◆ Extracted information
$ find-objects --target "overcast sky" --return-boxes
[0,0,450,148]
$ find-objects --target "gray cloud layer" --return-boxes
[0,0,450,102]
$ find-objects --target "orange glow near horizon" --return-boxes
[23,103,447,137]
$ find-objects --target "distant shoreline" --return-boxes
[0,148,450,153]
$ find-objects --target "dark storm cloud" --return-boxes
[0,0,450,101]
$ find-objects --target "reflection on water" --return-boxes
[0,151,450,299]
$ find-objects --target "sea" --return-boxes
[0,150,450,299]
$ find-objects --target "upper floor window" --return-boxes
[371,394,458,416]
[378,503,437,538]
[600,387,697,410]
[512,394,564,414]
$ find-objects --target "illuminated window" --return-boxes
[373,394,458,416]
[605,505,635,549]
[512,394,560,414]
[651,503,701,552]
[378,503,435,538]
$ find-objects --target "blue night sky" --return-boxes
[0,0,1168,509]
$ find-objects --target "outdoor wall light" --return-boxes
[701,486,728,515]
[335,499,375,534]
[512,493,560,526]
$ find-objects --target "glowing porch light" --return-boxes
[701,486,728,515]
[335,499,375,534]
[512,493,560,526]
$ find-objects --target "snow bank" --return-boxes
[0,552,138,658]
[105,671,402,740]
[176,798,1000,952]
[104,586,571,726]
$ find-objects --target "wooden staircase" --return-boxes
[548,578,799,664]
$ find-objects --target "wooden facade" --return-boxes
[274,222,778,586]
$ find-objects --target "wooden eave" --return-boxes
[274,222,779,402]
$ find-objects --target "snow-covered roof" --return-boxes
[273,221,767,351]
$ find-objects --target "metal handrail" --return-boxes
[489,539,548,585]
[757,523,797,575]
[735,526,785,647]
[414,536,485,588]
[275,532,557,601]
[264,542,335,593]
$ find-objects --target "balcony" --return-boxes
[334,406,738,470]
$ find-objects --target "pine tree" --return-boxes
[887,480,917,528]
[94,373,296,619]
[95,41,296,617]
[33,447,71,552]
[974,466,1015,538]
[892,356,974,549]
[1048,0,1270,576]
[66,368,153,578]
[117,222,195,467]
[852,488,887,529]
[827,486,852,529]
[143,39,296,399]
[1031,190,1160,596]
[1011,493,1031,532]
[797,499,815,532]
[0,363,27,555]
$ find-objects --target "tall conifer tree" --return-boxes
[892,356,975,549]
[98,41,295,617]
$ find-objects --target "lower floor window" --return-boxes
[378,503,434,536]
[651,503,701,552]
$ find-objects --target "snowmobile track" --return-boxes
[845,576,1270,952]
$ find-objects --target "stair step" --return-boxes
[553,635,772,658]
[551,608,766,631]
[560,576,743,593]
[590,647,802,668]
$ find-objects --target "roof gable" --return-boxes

◆ Aim of the task
Return every line of the records that contains the string "tree".

◆ Correct result
$ find-objects --target "pine tree" --return-boxes
$ find-objects --target "tall conifer tree" --return-boxes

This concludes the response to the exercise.